HITS Algorithm
(Redirected from HITS)
Jump to navigation
Jump to search
A HITS Algorithm is a Link-based Object Ranking Algorithm proposed in (Kleinberg, 1999) that models a Graph has HITS Hub Node and HITS Authority Node.
- AKA: HITS, Hyperlink-Induced Topic Search.
- Context:
- It was originally proposed for the Webpage Retrieval Task.
- See: PageRank Algorithm.
References
2011
- (Wikipedia - HITS algorithm, 2011-Jun-11) ⇒ http://en.wikipedia.org/wiki/HITS_algorithm
- Hyperlink-Induced Topic Search (HITS) (also known as Hubs and authorities) is a link analysis algorithm that rates Web pages, developed by Jon Kleinberg. It was a precursor to PageRank. The idea behind Hubs and Authorities stemmed from a particular insight into the creation of web pages when the Internet was originally forming; that is, certain web pages, known as hubs, served as large directories that were not actually authoritative in the information that it held, but were used as compilations of a broad catalog of information that led users directly to other authoritative pages. In other words, a good hub represented a page that pointed to many other pages, and a good authority represented a page that was linked by many different hubs. The scheme therefore assigns two scores for each page: its authority, which estimates the value of the content of the page, and its hub value, which estimates the value of its links to other pages.

Supplied records:
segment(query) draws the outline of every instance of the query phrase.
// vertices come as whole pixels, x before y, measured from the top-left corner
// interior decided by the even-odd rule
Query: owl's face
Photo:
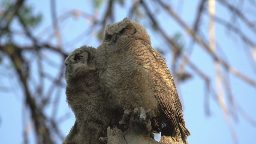
[[[150,38],[146,30],[139,23],[128,18],[106,27],[103,43],[113,45],[120,39],[132,37],[150,44]]]
[[[66,58],[65,77],[67,81],[86,74],[90,70],[95,70],[94,62],[95,49],[82,46],[76,49]]]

Instructions for the task: Condense the paragraph in the HITS algorithm page that begins "Hyperlink-Induced Topic Search (HITS) (also known as" into a short bulleted list that keeps its main facts.

Written answer:
- HITS, also known as Hubs and authorities, is a link analysis algorithm developed by Jon Kleinberg that rates Web pages.
- It was a precursor to PageRank.
- It grew from an insight about how web pages were created when the Internet was forming. Some pages, called hubs, served as large directories. They were not authoritative themselves, but they led users directly to authoritative pages.
- A good hub points to many other pages. A good authority is linked by many different hubs.
- Each page gets two scores:
  - an authority score, which estimates the value of its content
  - a hub value, which estimates the value of its links to other pages